:: Exercise materials ::
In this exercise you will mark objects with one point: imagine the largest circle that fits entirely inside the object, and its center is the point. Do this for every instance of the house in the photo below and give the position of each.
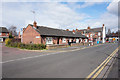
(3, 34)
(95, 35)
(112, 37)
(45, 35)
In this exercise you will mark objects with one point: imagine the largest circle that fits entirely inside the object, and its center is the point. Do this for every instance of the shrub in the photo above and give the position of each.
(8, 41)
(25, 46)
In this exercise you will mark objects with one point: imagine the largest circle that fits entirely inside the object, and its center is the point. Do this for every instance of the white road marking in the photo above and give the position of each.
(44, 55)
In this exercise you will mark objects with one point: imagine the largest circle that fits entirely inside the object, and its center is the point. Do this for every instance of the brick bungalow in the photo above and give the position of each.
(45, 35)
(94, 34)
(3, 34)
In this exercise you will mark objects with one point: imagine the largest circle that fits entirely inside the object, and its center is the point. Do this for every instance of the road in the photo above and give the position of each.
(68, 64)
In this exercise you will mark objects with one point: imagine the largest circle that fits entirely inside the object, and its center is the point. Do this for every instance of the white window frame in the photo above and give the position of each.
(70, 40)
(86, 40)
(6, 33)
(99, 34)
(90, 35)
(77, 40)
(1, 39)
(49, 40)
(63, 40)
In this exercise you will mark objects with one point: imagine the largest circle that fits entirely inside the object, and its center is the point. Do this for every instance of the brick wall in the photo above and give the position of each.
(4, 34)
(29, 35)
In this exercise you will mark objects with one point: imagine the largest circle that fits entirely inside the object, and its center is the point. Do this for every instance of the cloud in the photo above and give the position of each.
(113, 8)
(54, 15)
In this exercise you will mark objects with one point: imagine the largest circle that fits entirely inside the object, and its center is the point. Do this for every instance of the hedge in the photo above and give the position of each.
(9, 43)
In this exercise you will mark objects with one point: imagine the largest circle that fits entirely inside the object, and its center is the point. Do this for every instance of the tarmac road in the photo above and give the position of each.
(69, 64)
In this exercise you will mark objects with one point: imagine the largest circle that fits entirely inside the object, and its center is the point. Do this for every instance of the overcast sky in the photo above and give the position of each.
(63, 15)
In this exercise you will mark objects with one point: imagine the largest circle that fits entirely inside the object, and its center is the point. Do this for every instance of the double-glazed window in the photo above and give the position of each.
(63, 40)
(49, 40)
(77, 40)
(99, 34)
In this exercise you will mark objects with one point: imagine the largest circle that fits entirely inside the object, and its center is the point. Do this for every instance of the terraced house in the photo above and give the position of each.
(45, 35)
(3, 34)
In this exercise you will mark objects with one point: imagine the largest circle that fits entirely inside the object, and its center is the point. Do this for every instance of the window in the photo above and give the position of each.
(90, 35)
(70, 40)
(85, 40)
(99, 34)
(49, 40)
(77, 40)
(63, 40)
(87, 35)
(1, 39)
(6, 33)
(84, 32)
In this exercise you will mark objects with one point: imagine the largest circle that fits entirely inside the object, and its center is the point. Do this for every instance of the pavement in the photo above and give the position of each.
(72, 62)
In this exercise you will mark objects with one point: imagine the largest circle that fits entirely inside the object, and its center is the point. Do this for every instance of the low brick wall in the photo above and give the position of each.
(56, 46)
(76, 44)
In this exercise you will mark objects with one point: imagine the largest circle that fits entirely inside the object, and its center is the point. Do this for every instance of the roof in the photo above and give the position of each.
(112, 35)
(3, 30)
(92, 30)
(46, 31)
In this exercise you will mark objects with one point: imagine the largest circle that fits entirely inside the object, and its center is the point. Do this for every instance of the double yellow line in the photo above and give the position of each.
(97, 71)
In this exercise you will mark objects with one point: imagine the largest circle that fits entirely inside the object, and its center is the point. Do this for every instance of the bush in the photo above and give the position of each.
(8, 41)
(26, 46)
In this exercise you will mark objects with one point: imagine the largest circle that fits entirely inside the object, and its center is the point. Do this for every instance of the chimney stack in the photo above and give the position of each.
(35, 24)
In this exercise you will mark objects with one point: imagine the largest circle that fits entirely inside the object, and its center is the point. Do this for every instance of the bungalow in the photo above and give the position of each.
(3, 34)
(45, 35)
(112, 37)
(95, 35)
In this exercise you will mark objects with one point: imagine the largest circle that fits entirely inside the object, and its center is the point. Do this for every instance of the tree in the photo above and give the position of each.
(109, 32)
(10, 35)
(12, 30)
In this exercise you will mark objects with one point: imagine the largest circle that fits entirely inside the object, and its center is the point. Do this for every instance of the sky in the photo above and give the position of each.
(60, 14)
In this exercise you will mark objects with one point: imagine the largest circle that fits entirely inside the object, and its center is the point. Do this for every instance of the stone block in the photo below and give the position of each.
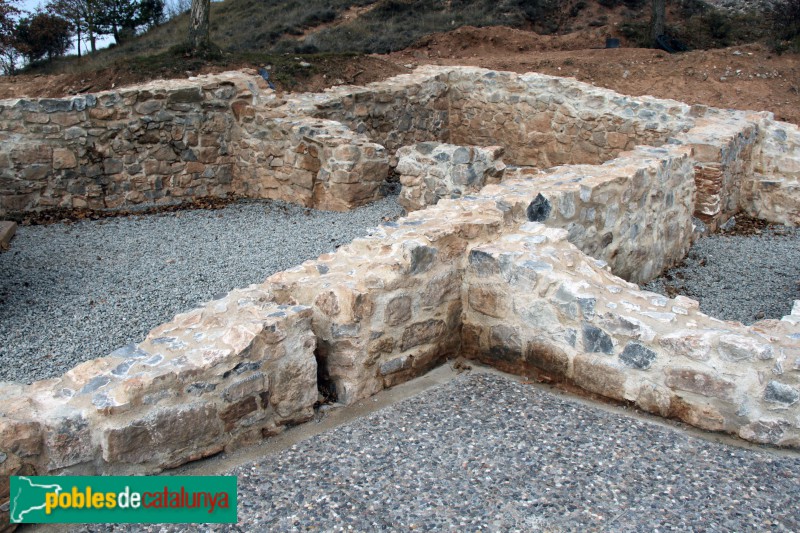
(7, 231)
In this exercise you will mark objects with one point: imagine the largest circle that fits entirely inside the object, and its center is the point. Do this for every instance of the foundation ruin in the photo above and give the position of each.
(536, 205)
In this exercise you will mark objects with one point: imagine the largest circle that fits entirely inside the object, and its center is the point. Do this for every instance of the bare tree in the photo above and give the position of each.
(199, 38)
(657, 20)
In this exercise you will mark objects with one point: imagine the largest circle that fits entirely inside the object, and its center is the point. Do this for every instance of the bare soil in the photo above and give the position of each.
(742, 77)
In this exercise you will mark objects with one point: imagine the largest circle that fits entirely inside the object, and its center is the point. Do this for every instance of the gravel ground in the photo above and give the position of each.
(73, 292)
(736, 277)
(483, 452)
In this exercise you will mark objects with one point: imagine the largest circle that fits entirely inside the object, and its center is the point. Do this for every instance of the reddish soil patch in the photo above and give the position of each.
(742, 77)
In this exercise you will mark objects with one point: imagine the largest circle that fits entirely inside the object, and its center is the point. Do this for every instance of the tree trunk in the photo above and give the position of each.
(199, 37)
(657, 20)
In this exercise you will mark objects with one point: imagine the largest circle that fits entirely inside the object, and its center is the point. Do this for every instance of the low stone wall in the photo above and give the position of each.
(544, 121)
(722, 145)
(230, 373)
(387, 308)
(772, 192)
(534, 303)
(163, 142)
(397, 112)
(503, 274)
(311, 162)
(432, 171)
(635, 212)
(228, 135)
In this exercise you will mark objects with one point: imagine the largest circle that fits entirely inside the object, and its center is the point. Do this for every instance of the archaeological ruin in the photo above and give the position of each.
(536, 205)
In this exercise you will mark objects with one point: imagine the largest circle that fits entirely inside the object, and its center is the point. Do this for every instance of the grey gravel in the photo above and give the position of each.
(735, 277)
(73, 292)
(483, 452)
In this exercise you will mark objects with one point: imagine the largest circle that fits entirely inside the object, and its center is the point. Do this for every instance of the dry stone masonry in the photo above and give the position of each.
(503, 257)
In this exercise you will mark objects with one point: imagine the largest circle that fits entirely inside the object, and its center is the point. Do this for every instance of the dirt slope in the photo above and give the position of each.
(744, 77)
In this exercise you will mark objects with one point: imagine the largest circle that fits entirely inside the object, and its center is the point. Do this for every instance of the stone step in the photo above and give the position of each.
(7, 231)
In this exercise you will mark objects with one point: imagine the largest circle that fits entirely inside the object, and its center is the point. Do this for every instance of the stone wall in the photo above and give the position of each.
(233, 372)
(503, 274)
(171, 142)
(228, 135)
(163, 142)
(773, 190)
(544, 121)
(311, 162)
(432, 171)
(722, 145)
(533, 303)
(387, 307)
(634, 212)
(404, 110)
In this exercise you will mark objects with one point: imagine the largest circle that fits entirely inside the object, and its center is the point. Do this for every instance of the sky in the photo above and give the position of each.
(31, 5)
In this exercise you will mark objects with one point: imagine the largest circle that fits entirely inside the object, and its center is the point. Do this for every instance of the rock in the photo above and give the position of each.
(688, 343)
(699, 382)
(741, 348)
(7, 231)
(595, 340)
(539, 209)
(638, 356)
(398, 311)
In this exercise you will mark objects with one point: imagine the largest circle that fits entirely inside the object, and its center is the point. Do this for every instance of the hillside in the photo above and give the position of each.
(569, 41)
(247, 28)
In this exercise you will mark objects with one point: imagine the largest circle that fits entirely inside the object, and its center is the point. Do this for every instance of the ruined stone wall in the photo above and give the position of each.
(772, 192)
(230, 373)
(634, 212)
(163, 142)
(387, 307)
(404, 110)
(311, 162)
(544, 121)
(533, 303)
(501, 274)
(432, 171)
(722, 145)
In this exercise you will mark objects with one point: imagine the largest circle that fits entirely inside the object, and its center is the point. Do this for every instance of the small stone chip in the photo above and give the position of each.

:: Prompt ::
Write out the items word for word, starting with the line that contains "of the rock" and continuing through the last line of the items, both ends included.

:: Exercise response ::
In this exercise you will mark objects with one point: imagine the largest circle that fits entirely inside the object, and its center is the point. Do this for every instance of the rock in the photo above and give the position of each.
(688, 343)
(699, 382)
(741, 348)
(7, 231)
(595, 340)
(539, 209)
(638, 356)
(398, 311)
In this exercise you will mark objects with one point: imagine the largest circle that fits entirely inside the object, and its center is the point. Do this for every instance of the hillside in the photo above and give the position of each.
(569, 41)
(247, 28)
In this exercise you will mark objects with one point: imagine the largest circle that fits entirely inside the object, and its center is the point. Do this for every instance of the ruined stone wall in the photo above and give the position of each.
(772, 192)
(230, 373)
(634, 212)
(163, 142)
(387, 307)
(404, 110)
(311, 162)
(544, 121)
(533, 303)
(501, 274)
(432, 171)
(722, 145)
In this exercise you will mark objects with one point: imagine the largest circle that fits entirely inside the object, and its center is the point. Do this for every instance of the small stone chip in the photo above and give the position of each.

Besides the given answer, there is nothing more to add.